▶ **Work required**
Reproduce the data below word for word, keeping every line and character unchanged.
- - - - - - -
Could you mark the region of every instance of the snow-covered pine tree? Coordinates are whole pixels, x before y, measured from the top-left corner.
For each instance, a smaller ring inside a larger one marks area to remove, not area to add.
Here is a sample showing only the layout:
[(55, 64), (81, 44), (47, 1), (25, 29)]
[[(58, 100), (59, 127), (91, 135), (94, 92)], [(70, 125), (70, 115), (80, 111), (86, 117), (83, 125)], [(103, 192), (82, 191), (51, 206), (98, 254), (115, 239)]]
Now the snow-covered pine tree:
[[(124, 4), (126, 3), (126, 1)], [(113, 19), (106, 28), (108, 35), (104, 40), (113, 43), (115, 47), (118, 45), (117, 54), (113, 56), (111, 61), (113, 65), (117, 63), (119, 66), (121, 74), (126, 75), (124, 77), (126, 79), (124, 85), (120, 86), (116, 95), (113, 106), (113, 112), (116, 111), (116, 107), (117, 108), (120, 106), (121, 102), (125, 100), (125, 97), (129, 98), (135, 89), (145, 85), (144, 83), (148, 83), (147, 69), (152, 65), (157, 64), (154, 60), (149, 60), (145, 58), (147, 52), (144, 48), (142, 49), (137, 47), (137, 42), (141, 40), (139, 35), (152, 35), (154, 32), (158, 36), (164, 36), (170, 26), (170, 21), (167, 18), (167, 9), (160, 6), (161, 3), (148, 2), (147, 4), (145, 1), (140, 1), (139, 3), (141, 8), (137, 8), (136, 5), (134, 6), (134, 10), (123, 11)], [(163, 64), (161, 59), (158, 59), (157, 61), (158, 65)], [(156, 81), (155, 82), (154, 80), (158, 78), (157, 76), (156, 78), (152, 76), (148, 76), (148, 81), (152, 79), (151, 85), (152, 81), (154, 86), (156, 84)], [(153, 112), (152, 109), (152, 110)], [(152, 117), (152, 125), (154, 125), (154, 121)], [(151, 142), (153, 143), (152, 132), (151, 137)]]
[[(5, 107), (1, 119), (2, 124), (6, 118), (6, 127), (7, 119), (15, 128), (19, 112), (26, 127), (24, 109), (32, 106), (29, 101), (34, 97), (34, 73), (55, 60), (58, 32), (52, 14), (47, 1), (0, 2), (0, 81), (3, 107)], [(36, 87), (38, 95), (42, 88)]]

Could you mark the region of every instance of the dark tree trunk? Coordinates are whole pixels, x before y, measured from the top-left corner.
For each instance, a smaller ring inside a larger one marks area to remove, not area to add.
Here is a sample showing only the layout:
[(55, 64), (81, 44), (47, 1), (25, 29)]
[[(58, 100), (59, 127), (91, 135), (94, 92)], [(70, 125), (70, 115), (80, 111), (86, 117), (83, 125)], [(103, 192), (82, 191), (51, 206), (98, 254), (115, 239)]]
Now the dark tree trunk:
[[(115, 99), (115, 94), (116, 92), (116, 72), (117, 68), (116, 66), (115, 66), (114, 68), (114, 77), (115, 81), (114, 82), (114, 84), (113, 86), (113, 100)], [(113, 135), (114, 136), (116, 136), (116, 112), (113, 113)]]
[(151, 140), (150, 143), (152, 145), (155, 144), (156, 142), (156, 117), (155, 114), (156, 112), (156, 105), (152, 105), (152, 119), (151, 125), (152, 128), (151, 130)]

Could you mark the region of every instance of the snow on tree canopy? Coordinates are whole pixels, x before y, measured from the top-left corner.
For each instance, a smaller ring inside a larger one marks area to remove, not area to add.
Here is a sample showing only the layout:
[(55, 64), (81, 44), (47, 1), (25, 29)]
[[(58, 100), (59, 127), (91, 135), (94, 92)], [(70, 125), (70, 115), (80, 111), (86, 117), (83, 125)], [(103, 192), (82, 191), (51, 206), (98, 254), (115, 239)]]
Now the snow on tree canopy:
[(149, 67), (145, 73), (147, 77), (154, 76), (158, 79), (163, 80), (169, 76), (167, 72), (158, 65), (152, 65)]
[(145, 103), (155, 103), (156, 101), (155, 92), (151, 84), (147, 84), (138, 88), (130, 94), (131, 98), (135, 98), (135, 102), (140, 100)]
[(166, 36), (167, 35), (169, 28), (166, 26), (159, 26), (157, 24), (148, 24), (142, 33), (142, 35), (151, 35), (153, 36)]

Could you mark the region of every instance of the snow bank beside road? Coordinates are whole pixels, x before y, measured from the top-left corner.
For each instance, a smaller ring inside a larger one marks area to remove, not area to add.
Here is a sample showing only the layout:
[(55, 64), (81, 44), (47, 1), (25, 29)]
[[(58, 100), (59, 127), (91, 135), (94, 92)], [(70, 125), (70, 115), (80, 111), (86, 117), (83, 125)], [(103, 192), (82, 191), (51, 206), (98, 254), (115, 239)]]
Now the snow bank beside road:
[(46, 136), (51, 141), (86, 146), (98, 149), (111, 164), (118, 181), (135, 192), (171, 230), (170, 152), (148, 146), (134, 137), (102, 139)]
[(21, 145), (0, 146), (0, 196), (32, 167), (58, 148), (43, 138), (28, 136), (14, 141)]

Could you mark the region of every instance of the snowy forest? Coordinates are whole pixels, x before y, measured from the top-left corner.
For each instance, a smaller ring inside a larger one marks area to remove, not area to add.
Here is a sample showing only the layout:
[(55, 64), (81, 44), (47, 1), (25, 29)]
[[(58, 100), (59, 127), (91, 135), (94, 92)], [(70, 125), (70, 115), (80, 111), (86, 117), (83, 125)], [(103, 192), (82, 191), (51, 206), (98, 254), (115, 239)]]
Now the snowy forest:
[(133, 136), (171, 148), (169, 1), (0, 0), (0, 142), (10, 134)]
- - - - - - -
▶ **Written answer**
Could you mark the region of every instance of the snow-covered pine tree? Coordinates are whole pixels, x before y, measured from the top-left corner.
For each instance, a smaller ring inside a larger one marks area to remove, not area to add.
Here is a sample showing only the layout:
[(55, 64), (81, 44), (47, 1), (25, 29)]
[[(58, 100), (59, 127), (91, 135), (94, 92)], [(70, 125), (70, 115), (80, 111), (86, 117), (83, 125)], [(103, 192), (82, 191), (51, 206), (98, 254), (115, 239)]]
Now the snow-covered pine tree:
[[(124, 4), (126, 3), (126, 1)], [(113, 19), (106, 28), (108, 35), (104, 40), (113, 43), (115, 47), (118, 45), (117, 54), (113, 56), (111, 61), (113, 65), (117, 63), (119, 66), (121, 74), (126, 75), (124, 77), (126, 79), (124, 85), (120, 86), (116, 95), (113, 106), (113, 112), (116, 111), (116, 107), (117, 108), (120, 106), (121, 102), (125, 100), (125, 97), (129, 98), (135, 89), (145, 85), (144, 83), (148, 83), (147, 69), (152, 65), (157, 64), (154, 60), (149, 60), (145, 58), (147, 52), (144, 48), (142, 49), (137, 47), (137, 42), (141, 40), (139, 35), (152, 35), (154, 32), (158, 36), (164, 36), (170, 26), (170, 21), (167, 18), (167, 9), (160, 6), (161, 3), (148, 2), (147, 4), (145, 1), (140, 1), (139, 3), (141, 8), (137, 8), (136, 5), (134, 6), (134, 10), (123, 11)], [(163, 64), (161, 59), (158, 59), (157, 61), (158, 65)], [(156, 81), (155, 82), (154, 80), (158, 78), (157, 76), (156, 78), (152, 76), (148, 76), (148, 81), (152, 79), (151, 85), (152, 81), (154, 86), (156, 84)], [(153, 112), (152, 109), (152, 110)], [(152, 117), (152, 125), (154, 125), (154, 121)], [(151, 142), (153, 143), (152, 132), (151, 137)]]
[[(5, 107), (1, 119), (2, 124), (6, 118), (6, 127), (7, 119), (15, 128), (19, 112), (26, 127), (24, 109), (32, 106), (29, 101), (34, 97), (34, 73), (55, 60), (58, 32), (52, 14), (47, 1), (0, 2), (0, 81), (3, 107)], [(36, 87), (38, 95), (42, 88)]]

Could you mark the region of every instance of the dark tree trunk? Coordinates are whole pixels, x before y, measured from the top-left corner.
For each instance, a smaller ring inside a larger one marks area to remove, not area to add.
Here is a sample showing only the layout:
[(55, 64), (81, 44), (47, 1), (25, 29)]
[[(58, 100), (59, 127), (91, 135), (94, 92)], [(70, 125), (70, 115), (80, 111), (86, 117), (83, 125)], [(103, 192), (82, 191), (51, 206), (98, 254), (115, 239)]]
Now the dark tree trunk:
[[(115, 99), (115, 94), (116, 92), (116, 72), (117, 68), (116, 66), (115, 66), (114, 68), (114, 77), (115, 81), (114, 82), (114, 84), (113, 86), (113, 100)], [(113, 135), (114, 136), (116, 136), (116, 112), (113, 113)]]
[(151, 140), (150, 143), (152, 145), (155, 144), (156, 142), (156, 117), (155, 114), (156, 112), (156, 105), (152, 105), (152, 119), (151, 125), (152, 128), (151, 130)]

Could you mark the region of every instance of the snow on tree canopy? Coordinates are whole pixels, x before y, measured from the top-left corner.
For each instance, a smaller ring inside a larger one marks area to remove, not area to add.
Here is a sample showing only the layout:
[(55, 64), (81, 44), (47, 1), (25, 29)]
[[(58, 100), (59, 127), (91, 135), (94, 92)], [(70, 125), (70, 115), (80, 111), (86, 117), (83, 125)], [(103, 192), (82, 191), (51, 206), (98, 254), (115, 239)]]
Now the snow on tree canopy:
[(149, 67), (145, 73), (147, 77), (154, 76), (158, 79), (163, 80), (169, 76), (167, 72), (158, 65), (152, 65)]
[(145, 103), (155, 103), (156, 101), (155, 92), (151, 84), (147, 84), (138, 88), (130, 94), (131, 98), (135, 98), (135, 102), (140, 100)]
[(166, 36), (167, 35), (169, 28), (166, 26), (159, 26), (157, 24), (148, 24), (142, 33), (142, 35), (151, 35), (153, 36)]

Could you mark the region of every instance of the snow bank beside road? Coordinates are whole pixels, x before y, measured from the top-left corner.
For each instance, a smaller ring inside a larger one marks area to remove, not area to add.
Here is a sample showing only the layout:
[(55, 64), (81, 44), (47, 1), (25, 29)]
[[(58, 100), (59, 127), (91, 135), (94, 92)], [(70, 125), (70, 115), (80, 111), (86, 117), (83, 125)], [(103, 192), (82, 191), (51, 206), (98, 254), (115, 239)]]
Now the snow bank beside road:
[(46, 136), (51, 141), (86, 146), (98, 149), (111, 164), (118, 181), (135, 192), (171, 230), (170, 152), (148, 146), (134, 137), (102, 139)]
[(21, 145), (0, 146), (0, 196), (32, 167), (58, 148), (43, 138), (28, 136), (14, 141)]

Could you mark the region of every instance of the snowy forest? Coordinates are whole pixels, x before y, measured from the top-left corner.
For each instance, a smaller ring inside a larger one marks area to remove, not area to add.
Here is a sample showing only the layout:
[(55, 64), (81, 44), (47, 1), (25, 29)]
[[(58, 100), (59, 127), (91, 135), (94, 92)], [(70, 125), (70, 115), (80, 111), (86, 117), (83, 125)], [(103, 192), (82, 191), (51, 206), (98, 254), (115, 239)]]
Now the snowy forest:
[(133, 136), (171, 148), (169, 1), (0, 0), (0, 142), (10, 134)]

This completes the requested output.